TEXT PASSAGE -
BEGIN
Looking at the group as a whole, these patients have few features strongly suggestive of classic autoimmune epilepsy. Epilepsy duration was long; none of those tested had positive CSF autoantibodies; and four had positive serum antibodies (3 GAD and 1 weak voltage-gated potassium channel reactivity with a competing epileptogenic explanation). Only one of these four responded to immunotherapy. Furthermore, although a substantial proportion had no clear epileptogenic lesion on magnetic resonance imaging, several, including some who improved, had a clear structural basis for epilepsy, including a patient with Sturge–Weber syndrome.
The finding that such a large proportion had sustained improvement is promising, but interpretation is challenging for several reasons. The retrospective design leaves the cohort vulnerable to selection bias: it is not clear from what denominator these 31 patients were chosen, nor which factors influenced the decision to offer immunotherapy to them rather than to others who are not analyzed. Major confounders remain, particularly concurrent antiseizure medication changes, which the authors acknowledge could plausibly account for improvement in some cases. Finally, seizure quantification is necessarily “real-world”: the primary outcome hinges on a percentage change in seizure frequency, yet follow-up counts are based largely on patient-reported seizure burden, with inevitable imprecision (this challenge plagues much of epilepsy research). Taken together, these factors make it difficult to distinguish a true immunotherapy signal from natural fluctuation, regression to the mean, placebo effects, or the impact of evolving antiseizure regimens.
END
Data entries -
BEGIN
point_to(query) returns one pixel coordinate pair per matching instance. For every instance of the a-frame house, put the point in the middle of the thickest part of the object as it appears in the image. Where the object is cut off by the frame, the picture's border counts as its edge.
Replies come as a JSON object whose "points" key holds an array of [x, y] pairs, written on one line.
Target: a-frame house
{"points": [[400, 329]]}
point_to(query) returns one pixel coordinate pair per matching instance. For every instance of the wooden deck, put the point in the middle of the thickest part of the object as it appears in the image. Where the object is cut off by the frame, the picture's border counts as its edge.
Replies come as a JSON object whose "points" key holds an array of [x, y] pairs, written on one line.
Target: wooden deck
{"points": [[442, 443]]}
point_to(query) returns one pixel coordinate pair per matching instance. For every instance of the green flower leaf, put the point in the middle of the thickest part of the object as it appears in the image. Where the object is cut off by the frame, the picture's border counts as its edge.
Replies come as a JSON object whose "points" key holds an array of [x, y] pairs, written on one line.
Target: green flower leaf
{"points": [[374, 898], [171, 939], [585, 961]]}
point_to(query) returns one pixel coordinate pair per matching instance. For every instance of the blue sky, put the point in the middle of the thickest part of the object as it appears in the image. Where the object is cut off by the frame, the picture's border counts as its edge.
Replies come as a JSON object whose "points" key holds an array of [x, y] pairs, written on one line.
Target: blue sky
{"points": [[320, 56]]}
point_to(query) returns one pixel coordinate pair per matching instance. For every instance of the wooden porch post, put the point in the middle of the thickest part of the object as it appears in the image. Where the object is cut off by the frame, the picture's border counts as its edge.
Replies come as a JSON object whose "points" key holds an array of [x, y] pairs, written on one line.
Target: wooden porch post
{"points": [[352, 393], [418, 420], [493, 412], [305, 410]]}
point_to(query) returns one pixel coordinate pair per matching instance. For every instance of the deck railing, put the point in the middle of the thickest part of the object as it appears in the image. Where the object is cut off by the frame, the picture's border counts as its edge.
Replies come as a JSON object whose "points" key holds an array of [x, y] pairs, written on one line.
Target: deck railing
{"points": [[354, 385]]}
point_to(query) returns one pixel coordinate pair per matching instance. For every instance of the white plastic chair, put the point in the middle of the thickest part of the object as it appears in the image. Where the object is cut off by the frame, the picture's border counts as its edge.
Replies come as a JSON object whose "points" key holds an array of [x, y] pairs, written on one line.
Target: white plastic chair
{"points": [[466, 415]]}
END
ACTIVITY 1 - In the passage on epilepsy immunotherapy, print everything from "Looking at the" down to "with Sturge–Weber syndrome.".
ACTIVITY 2 -
Answer these questions using the passage on epilepsy immunotherapy:
(a) How many patients had positive serum antibodies?
(b) How many patients make up the cohort?
(c) On what are follow-up seizure counts largely based?
ACTIVITY 3 - According to the passage on epilepsy immunotherapy, why is the cohort vulnerable to selection bias?

PROBLEM SOLUTION 1 -
Looking at the group as a whole, these patients have few features strongly suggestive of classic autoimmune epilepsy. Epilepsy duration was long; none of those tested had positive CSF autoantibodies; and four had positive serum antibodies (3 GAD and 1 weak voltage-gated potassium channel reactivity with a competing epileptogenic explanation). Only one of these four responded to immunotherapy. Furthermore, although a substantial proportion had no clear epileptogenic lesion on magnetic resonance imaging, several, including some who improved, had a clear structural basis for epilepsy, including a patient with Sturge–Weber syndrome.

PROBLEM SOLUTION 2 -
(a) Four.
(b) 31.
(c) Patient-reported seizure burden.

PROBLEM SOLUTION 3 - The design is retrospective, so it is not clear from what denominator the 31 patients were chosen. It is also unclear which factors led to offering them immunotherapy rather than others who are not analyzed.